## Input rows
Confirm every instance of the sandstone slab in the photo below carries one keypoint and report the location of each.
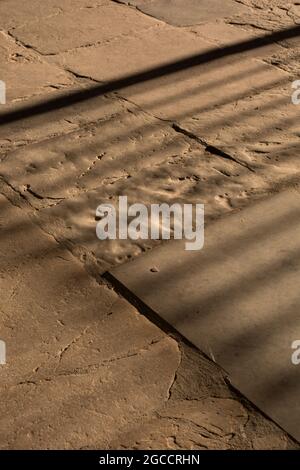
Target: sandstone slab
(188, 12)
(86, 27)
(237, 299)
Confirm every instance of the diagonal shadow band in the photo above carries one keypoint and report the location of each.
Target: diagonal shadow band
(147, 75)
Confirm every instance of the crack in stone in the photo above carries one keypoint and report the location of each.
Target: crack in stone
(211, 148)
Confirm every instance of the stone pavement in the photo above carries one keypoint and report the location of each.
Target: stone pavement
(223, 132)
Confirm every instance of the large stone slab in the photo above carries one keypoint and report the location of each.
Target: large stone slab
(86, 27)
(25, 73)
(71, 377)
(237, 299)
(14, 13)
(185, 92)
(188, 12)
(93, 156)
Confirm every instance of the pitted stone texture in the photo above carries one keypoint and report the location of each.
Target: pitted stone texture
(88, 27)
(68, 360)
(92, 157)
(269, 16)
(44, 124)
(262, 131)
(191, 176)
(188, 12)
(14, 13)
(25, 74)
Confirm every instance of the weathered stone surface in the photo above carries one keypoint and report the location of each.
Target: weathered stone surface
(188, 12)
(88, 158)
(14, 13)
(61, 120)
(183, 93)
(25, 73)
(262, 131)
(90, 26)
(78, 381)
(238, 299)
(64, 351)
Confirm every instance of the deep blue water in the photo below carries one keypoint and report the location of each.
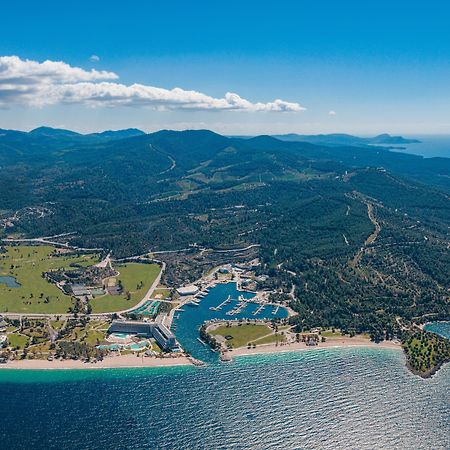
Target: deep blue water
(342, 398)
(187, 323)
(430, 146)
(351, 398)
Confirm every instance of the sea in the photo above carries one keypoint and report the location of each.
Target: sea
(330, 398)
(429, 146)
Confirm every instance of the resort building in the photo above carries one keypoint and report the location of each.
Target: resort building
(3, 340)
(188, 290)
(162, 335)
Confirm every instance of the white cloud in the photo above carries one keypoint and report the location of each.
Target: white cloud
(39, 84)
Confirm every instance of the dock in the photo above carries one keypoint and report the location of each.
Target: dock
(260, 309)
(219, 307)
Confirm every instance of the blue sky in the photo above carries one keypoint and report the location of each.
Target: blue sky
(379, 66)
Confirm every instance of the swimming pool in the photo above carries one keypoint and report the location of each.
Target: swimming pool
(120, 335)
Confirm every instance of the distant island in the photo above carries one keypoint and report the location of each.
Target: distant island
(346, 139)
(348, 236)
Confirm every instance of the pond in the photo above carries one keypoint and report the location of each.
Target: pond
(9, 281)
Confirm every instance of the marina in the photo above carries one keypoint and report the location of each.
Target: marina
(221, 299)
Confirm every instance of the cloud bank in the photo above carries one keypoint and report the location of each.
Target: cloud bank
(36, 84)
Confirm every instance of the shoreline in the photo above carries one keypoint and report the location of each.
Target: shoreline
(113, 362)
(301, 346)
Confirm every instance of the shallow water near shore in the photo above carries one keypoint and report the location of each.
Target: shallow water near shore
(330, 398)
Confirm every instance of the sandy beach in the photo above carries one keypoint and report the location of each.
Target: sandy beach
(299, 346)
(113, 362)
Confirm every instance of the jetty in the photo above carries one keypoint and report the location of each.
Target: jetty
(219, 307)
(239, 308)
(260, 309)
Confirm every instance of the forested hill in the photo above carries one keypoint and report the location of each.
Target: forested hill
(361, 232)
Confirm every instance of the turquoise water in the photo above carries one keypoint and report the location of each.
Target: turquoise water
(342, 398)
(9, 281)
(120, 335)
(186, 324)
(351, 398)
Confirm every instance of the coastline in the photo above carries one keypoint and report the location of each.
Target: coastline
(301, 346)
(114, 362)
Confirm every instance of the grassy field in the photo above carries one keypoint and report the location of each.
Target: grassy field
(272, 338)
(136, 279)
(17, 340)
(163, 292)
(242, 335)
(35, 295)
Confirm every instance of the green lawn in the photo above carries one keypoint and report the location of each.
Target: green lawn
(329, 333)
(272, 338)
(242, 335)
(164, 293)
(57, 324)
(26, 264)
(17, 340)
(131, 275)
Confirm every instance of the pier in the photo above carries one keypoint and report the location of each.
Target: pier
(219, 307)
(260, 309)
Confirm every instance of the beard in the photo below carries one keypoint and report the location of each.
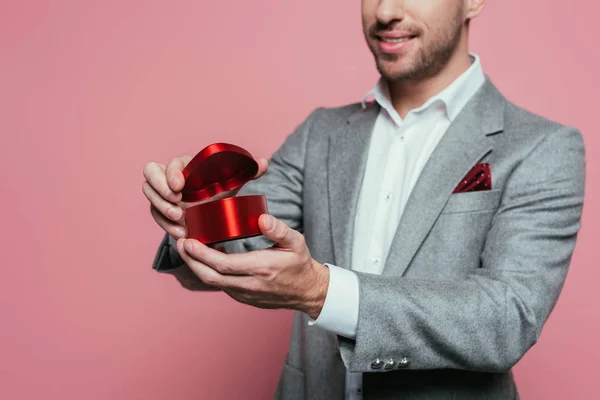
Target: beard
(425, 61)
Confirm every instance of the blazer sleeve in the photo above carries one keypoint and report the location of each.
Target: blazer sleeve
(282, 184)
(488, 321)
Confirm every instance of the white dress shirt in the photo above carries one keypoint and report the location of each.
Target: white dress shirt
(398, 151)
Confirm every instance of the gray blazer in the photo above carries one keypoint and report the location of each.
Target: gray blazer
(470, 278)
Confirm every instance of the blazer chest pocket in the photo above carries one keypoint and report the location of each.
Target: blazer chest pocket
(472, 202)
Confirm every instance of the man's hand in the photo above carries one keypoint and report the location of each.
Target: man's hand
(283, 276)
(162, 187)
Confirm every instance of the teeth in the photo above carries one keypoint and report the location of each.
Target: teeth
(390, 40)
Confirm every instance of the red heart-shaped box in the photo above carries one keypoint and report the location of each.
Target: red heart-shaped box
(218, 168)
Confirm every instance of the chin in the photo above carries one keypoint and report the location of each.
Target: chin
(395, 71)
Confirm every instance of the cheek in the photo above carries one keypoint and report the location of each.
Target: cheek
(431, 14)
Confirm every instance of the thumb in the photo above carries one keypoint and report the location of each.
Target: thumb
(277, 231)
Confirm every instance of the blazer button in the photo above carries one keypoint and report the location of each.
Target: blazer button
(377, 364)
(389, 364)
(403, 363)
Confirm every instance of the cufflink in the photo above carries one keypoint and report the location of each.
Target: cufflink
(389, 364)
(403, 363)
(377, 364)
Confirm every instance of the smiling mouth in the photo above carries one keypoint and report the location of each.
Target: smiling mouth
(395, 40)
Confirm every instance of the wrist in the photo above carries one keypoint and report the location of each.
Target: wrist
(316, 296)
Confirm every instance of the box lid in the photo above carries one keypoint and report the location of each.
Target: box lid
(217, 168)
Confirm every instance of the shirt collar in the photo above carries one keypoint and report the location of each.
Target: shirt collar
(454, 97)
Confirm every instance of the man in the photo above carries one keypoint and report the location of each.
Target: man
(438, 223)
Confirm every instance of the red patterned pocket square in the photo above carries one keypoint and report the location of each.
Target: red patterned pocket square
(477, 179)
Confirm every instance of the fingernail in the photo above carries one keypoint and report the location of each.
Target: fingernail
(268, 222)
(174, 213)
(180, 232)
(173, 180)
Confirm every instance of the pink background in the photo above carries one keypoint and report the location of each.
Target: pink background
(92, 91)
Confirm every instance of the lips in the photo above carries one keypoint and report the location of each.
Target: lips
(394, 42)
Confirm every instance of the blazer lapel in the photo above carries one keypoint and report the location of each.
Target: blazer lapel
(465, 142)
(347, 158)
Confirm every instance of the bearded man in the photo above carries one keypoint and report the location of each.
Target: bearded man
(423, 237)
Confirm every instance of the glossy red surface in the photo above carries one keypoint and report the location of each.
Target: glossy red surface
(217, 168)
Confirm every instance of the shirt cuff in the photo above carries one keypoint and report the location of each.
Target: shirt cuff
(340, 309)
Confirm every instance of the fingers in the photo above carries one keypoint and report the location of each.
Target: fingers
(280, 233)
(226, 264)
(167, 209)
(156, 177)
(173, 173)
(209, 275)
(172, 228)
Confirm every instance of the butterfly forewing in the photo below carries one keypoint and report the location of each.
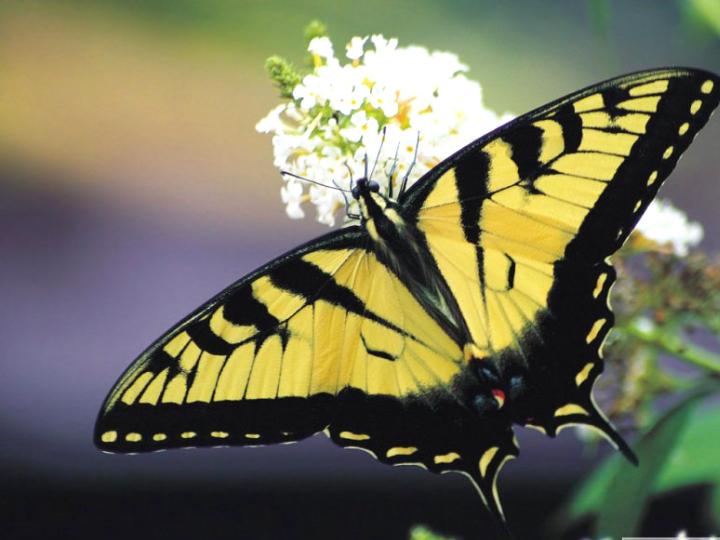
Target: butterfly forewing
(265, 361)
(521, 222)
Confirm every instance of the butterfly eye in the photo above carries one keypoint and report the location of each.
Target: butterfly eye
(484, 403)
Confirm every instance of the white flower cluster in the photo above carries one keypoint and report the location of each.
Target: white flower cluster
(666, 225)
(420, 100)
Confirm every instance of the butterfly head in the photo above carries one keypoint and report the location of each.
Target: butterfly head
(363, 185)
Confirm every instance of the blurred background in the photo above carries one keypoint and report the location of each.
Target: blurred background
(133, 186)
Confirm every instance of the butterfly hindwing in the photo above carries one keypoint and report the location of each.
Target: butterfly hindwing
(534, 209)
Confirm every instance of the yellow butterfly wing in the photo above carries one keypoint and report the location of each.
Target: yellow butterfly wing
(521, 222)
(265, 360)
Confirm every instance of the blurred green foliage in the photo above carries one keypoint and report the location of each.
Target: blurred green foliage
(681, 449)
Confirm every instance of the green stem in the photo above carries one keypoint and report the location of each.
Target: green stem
(675, 345)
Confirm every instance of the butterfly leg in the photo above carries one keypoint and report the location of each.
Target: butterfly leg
(392, 172)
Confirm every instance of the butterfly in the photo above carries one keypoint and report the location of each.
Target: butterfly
(474, 301)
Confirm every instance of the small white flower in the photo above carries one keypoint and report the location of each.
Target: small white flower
(385, 99)
(322, 47)
(355, 49)
(664, 224)
(383, 45)
(291, 194)
(339, 112)
(361, 127)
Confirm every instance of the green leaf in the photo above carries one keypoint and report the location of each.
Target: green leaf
(600, 14)
(708, 12)
(618, 492)
(420, 532)
(697, 453)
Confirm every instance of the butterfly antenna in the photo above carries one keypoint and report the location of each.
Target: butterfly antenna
(287, 173)
(412, 164)
(377, 157)
(349, 175)
(392, 171)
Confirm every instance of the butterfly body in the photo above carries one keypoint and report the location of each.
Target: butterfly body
(476, 301)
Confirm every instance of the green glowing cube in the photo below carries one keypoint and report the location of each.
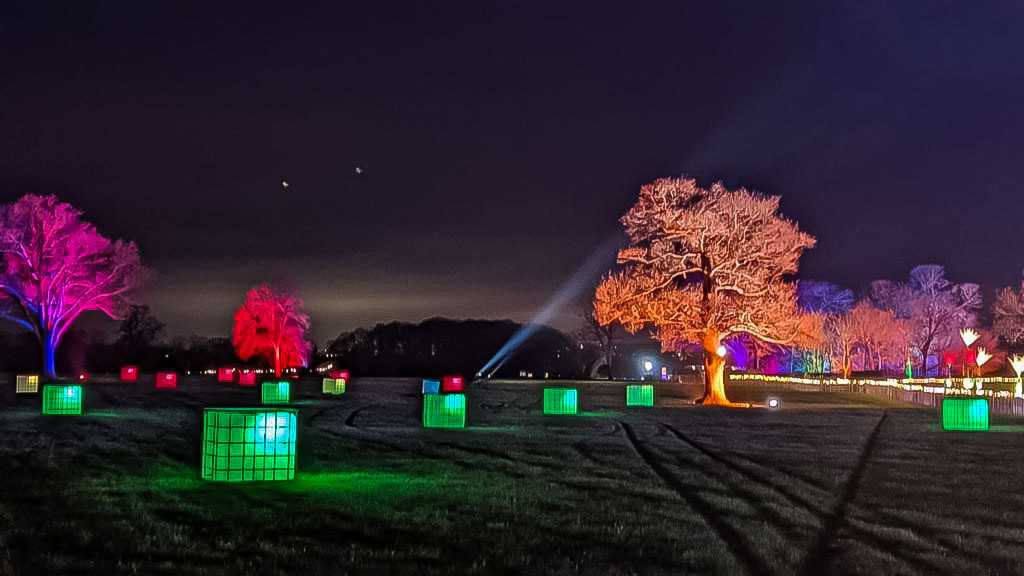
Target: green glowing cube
(249, 444)
(965, 414)
(276, 393)
(62, 399)
(561, 401)
(640, 395)
(334, 385)
(444, 411)
(27, 383)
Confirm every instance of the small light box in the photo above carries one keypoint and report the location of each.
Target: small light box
(334, 385)
(561, 401)
(167, 380)
(62, 400)
(249, 444)
(453, 383)
(640, 395)
(965, 414)
(129, 373)
(444, 411)
(279, 392)
(431, 386)
(27, 383)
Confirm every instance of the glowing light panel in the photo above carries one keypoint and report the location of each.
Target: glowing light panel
(249, 444)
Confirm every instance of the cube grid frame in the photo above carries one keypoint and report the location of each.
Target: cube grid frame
(965, 414)
(27, 383)
(62, 400)
(640, 396)
(444, 410)
(249, 444)
(275, 392)
(559, 401)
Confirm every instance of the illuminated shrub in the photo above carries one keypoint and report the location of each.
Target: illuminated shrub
(453, 383)
(247, 378)
(62, 399)
(249, 444)
(640, 395)
(279, 392)
(167, 379)
(129, 373)
(27, 383)
(444, 411)
(334, 385)
(965, 414)
(560, 401)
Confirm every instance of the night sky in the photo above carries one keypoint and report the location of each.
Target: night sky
(500, 142)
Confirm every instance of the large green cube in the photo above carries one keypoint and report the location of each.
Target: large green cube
(640, 395)
(561, 401)
(62, 399)
(443, 410)
(249, 444)
(965, 414)
(275, 393)
(334, 385)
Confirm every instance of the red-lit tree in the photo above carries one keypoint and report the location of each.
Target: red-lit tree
(705, 264)
(271, 325)
(56, 265)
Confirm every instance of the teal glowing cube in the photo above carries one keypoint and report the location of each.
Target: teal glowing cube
(65, 400)
(640, 395)
(276, 393)
(249, 444)
(334, 385)
(965, 414)
(444, 411)
(561, 401)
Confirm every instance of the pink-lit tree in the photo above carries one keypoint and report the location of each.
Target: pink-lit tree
(56, 265)
(271, 325)
(705, 264)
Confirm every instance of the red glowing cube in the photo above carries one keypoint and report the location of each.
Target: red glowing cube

## The task
Give back the lines of the listing from the one with "Confirm every instance of the red-lit" through the end, both included, exactly as written and with nothing added.

## Response to the exercise
Confirm every instance of the red-lit tree in the photo above carries one keypoint and report the location of each.
Target: red-lit tree
(705, 264)
(271, 325)
(56, 265)
Confirm every instance of the teal glowing cube in the photo above carries one keypoint and report the location of each.
Target: teal glowing cube
(65, 400)
(640, 395)
(276, 393)
(249, 444)
(334, 385)
(965, 414)
(444, 411)
(561, 401)
Confirm every instance of the pink-lit tree in the photo above carries one keypoint and report the location of each.
Target: pink-lit tree
(56, 265)
(271, 325)
(705, 264)
Confirm every instance of the red glowing cube in the photo above carries one keypoint and report the location of each.
Target: red glowing cube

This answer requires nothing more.